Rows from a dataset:
········

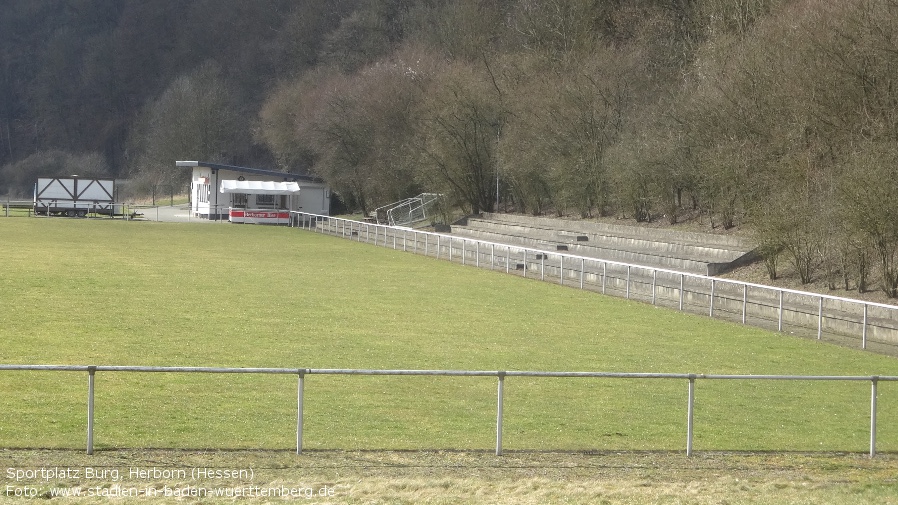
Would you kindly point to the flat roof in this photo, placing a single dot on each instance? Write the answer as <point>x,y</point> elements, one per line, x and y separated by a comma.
<point>248,170</point>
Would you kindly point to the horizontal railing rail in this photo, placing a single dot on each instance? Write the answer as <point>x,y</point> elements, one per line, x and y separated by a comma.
<point>92,370</point>
<point>714,296</point>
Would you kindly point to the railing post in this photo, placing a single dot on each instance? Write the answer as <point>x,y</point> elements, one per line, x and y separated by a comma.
<point>299,409</point>
<point>681,292</point>
<point>628,282</point>
<point>500,394</point>
<point>820,319</point>
<point>91,371</point>
<point>561,268</point>
<point>874,380</point>
<point>690,415</point>
<point>864,333</point>
<point>779,326</point>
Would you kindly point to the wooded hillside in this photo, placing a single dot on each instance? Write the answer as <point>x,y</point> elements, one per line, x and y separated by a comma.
<point>780,115</point>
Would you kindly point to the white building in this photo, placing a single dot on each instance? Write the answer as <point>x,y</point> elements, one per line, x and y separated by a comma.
<point>253,195</point>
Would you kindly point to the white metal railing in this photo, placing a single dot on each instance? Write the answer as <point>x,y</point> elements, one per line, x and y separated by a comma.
<point>750,303</point>
<point>501,375</point>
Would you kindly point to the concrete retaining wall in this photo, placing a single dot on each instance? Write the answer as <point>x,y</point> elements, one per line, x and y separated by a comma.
<point>800,313</point>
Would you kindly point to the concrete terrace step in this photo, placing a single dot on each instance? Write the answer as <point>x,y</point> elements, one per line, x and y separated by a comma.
<point>653,234</point>
<point>608,241</point>
<point>704,254</point>
<point>633,257</point>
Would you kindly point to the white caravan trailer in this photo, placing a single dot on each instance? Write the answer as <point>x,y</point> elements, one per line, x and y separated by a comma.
<point>74,196</point>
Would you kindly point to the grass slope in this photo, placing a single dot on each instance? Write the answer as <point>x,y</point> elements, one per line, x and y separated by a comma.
<point>127,293</point>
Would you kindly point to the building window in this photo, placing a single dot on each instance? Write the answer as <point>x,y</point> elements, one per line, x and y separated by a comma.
<point>202,193</point>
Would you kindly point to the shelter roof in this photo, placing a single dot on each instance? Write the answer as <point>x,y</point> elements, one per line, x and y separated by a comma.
<point>259,187</point>
<point>247,170</point>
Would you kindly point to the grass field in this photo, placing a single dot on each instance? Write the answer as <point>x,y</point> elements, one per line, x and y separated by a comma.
<point>111,292</point>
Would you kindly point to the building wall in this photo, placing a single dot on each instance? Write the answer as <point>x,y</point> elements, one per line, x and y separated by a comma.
<point>206,196</point>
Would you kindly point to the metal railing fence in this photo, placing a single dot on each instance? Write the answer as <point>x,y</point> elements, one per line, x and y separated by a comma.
<point>301,373</point>
<point>753,304</point>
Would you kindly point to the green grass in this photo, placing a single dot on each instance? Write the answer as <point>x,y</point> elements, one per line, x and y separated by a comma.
<point>110,292</point>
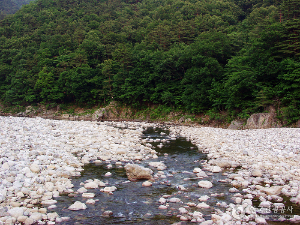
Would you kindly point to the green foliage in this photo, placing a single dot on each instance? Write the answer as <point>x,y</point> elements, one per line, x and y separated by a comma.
<point>196,56</point>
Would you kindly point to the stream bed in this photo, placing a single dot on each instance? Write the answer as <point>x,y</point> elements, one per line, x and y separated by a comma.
<point>132,203</point>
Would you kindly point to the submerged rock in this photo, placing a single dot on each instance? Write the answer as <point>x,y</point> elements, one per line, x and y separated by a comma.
<point>77,206</point>
<point>135,172</point>
<point>205,184</point>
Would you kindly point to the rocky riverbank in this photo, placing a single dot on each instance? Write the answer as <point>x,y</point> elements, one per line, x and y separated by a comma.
<point>39,156</point>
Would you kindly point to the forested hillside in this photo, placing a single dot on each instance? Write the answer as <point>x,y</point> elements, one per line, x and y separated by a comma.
<point>11,6</point>
<point>195,55</point>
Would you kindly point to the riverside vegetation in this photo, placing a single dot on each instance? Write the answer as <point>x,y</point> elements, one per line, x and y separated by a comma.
<point>205,56</point>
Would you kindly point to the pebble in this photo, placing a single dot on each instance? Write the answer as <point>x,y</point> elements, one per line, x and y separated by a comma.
<point>77,206</point>
<point>147,184</point>
<point>205,184</point>
<point>42,167</point>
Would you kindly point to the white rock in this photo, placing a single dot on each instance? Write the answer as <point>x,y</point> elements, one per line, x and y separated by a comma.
<point>203,205</point>
<point>182,210</point>
<point>90,201</point>
<point>205,184</point>
<point>197,170</point>
<point>48,202</point>
<point>81,190</point>
<point>52,216</point>
<point>256,173</point>
<point>77,206</point>
<point>16,212</point>
<point>36,216</point>
<point>91,185</point>
<point>108,174</point>
<point>35,168</point>
<point>147,184</point>
<point>216,169</point>
<point>174,200</point>
<point>88,195</point>
<point>260,220</point>
<point>109,189</point>
<point>162,200</point>
<point>203,198</point>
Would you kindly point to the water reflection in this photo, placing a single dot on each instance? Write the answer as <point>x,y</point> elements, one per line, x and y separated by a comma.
<point>133,204</point>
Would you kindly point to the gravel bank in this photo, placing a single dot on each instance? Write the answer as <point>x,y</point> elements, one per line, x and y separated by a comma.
<point>39,156</point>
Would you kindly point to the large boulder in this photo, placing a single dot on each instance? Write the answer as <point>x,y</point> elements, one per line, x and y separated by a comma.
<point>99,114</point>
<point>236,125</point>
<point>135,172</point>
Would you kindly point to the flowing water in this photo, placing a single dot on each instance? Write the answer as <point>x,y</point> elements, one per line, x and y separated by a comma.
<point>132,203</point>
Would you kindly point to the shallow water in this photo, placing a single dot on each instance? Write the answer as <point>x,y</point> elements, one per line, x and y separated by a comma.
<point>132,203</point>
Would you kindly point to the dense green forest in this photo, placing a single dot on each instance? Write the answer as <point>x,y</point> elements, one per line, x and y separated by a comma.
<point>238,56</point>
<point>11,6</point>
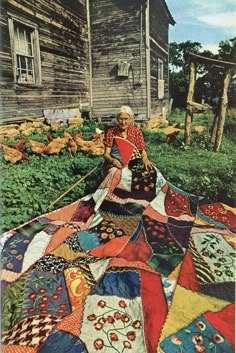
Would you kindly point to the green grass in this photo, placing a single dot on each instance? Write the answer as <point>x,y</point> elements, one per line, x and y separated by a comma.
<point>27,189</point>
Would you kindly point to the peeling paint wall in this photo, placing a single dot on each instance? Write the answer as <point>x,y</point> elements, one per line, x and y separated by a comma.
<point>118,35</point>
<point>62,31</point>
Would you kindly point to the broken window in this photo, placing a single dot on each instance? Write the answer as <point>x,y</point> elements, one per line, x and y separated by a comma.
<point>25,52</point>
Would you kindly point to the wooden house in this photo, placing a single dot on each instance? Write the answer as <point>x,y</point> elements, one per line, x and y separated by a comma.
<point>95,55</point>
<point>44,56</point>
<point>129,55</point>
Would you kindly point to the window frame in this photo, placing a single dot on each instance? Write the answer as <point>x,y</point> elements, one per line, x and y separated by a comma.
<point>12,20</point>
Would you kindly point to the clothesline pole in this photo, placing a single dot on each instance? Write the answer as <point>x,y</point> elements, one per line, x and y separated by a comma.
<point>72,187</point>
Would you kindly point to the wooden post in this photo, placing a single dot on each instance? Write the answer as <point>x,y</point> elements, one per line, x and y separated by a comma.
<point>189,109</point>
<point>222,113</point>
<point>214,128</point>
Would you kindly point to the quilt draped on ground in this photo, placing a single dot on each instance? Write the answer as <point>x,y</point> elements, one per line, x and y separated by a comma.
<point>138,266</point>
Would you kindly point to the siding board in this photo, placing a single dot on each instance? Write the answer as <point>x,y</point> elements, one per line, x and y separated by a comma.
<point>64,57</point>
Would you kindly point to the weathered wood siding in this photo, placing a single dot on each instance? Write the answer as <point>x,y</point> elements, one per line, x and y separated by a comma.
<point>159,27</point>
<point>62,28</point>
<point>116,34</point>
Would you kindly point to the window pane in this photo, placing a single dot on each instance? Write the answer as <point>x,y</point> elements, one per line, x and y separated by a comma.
<point>25,71</point>
<point>23,40</point>
<point>26,53</point>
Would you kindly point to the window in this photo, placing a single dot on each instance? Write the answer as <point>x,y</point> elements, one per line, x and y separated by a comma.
<point>25,52</point>
<point>160,70</point>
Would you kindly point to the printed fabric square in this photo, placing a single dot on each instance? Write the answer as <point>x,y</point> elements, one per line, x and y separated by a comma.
<point>198,337</point>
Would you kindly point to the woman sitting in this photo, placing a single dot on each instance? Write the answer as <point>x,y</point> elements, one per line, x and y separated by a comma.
<point>127,131</point>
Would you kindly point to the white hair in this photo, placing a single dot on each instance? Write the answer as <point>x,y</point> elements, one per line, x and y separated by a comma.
<point>125,109</point>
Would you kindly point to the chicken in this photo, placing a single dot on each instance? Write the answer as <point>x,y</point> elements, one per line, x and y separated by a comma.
<point>20,145</point>
<point>72,146</point>
<point>49,137</point>
<point>12,155</point>
<point>78,139</point>
<point>171,137</point>
<point>56,145</point>
<point>37,147</point>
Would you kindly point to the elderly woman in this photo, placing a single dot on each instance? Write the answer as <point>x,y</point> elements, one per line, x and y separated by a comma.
<point>127,131</point>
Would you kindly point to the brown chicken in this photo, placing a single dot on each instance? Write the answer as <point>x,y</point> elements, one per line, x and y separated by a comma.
<point>72,146</point>
<point>20,145</point>
<point>12,155</point>
<point>171,137</point>
<point>37,147</point>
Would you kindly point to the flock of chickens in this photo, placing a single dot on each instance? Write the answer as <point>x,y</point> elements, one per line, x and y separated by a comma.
<point>17,152</point>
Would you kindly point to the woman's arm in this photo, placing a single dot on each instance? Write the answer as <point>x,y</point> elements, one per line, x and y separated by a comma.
<point>110,159</point>
<point>147,164</point>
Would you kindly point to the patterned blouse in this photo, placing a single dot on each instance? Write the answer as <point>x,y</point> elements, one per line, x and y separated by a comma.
<point>134,135</point>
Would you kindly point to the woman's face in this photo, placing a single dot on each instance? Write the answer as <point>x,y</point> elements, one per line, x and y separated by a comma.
<point>124,120</point>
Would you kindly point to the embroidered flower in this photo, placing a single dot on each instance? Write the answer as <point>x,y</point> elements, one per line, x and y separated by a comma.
<point>125,318</point>
<point>197,339</point>
<point>136,324</point>
<point>199,349</point>
<point>113,336</point>
<point>205,253</point>
<point>216,338</point>
<point>91,317</point>
<point>176,340</point>
<point>127,344</point>
<point>110,319</point>
<point>200,325</point>
<point>122,304</point>
<point>102,320</point>
<point>117,315</point>
<point>98,326</point>
<point>101,303</point>
<point>98,344</point>
<point>131,335</point>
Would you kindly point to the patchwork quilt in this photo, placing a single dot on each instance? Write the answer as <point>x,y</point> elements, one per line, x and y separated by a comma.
<point>138,266</point>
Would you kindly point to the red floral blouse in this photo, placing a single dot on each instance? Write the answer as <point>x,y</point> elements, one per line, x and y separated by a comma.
<point>134,135</point>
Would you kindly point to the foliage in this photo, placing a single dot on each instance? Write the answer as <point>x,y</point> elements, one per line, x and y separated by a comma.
<point>27,189</point>
<point>209,78</point>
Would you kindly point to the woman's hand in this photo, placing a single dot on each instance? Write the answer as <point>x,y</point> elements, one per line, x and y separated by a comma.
<point>116,163</point>
<point>148,165</point>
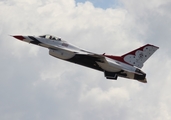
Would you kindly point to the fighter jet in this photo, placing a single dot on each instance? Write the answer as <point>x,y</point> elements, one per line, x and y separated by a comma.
<point>126,66</point>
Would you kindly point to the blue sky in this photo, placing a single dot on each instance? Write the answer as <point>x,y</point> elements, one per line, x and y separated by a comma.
<point>102,3</point>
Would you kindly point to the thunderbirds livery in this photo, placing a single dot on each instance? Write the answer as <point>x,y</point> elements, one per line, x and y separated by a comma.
<point>127,65</point>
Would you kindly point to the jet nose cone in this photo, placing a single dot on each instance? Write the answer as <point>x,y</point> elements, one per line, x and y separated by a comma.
<point>19,37</point>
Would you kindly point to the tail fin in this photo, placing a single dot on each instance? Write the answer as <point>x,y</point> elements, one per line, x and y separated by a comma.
<point>139,56</point>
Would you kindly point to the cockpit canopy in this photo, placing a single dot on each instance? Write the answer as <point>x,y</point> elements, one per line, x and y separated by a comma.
<point>50,37</point>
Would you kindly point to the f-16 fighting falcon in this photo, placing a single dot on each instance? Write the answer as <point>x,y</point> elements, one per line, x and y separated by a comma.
<point>127,65</point>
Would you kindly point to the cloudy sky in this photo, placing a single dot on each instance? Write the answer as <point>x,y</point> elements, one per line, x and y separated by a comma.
<point>37,86</point>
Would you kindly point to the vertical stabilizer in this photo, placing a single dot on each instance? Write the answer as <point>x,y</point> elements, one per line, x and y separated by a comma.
<point>139,56</point>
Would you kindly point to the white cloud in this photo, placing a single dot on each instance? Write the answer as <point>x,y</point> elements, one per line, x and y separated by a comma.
<point>34,85</point>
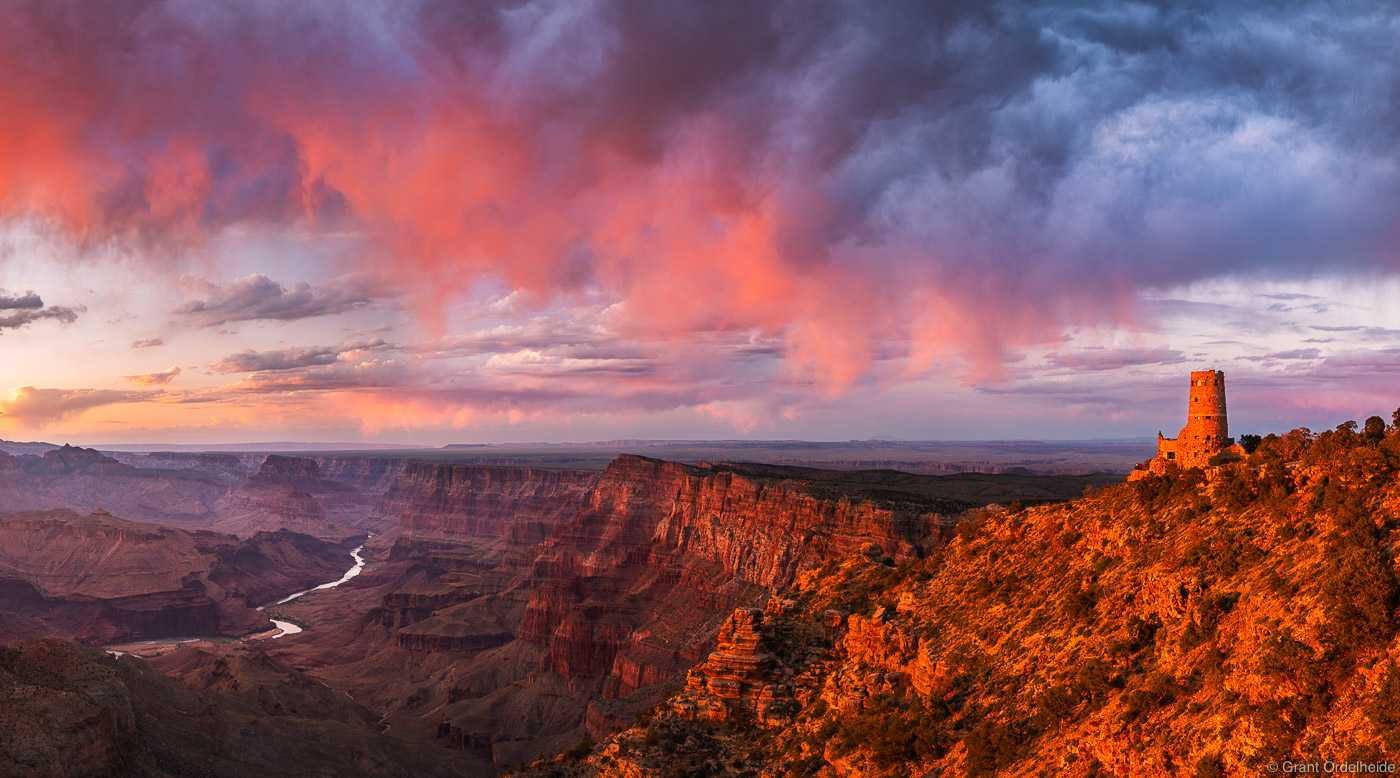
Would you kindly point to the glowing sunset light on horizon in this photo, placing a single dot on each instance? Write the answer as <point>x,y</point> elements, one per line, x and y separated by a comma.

········

- _REQUIRED TASK_
Copy out again, with no changes, the lines in the entries above from the one containing "Would you kindly point to the forested" through the one containing "<point>42,167</point>", both included.

- _ANSWER TO THIS TASK_
Would you kindly point to the forested hillside in this photo, placing a single dot on each instance? Write the answer as <point>x,y</point> elements, one per line, x and y separated by a comma.
<point>11,6</point>
<point>195,55</point>
Would you kindly point to the riverside vegetation in this photo, placing a single dot on each instance? Write the answer as <point>x,y</point> elements, one per line, x and y separated by a comma.
<point>205,56</point>
Would you kindly point to the pebble in this photo, placing a single dot on each instance? Write the answer as <point>x,y</point> elements, one per line, x and y separated by a comma.
<point>77,206</point>
<point>147,184</point>
<point>205,184</point>
<point>42,167</point>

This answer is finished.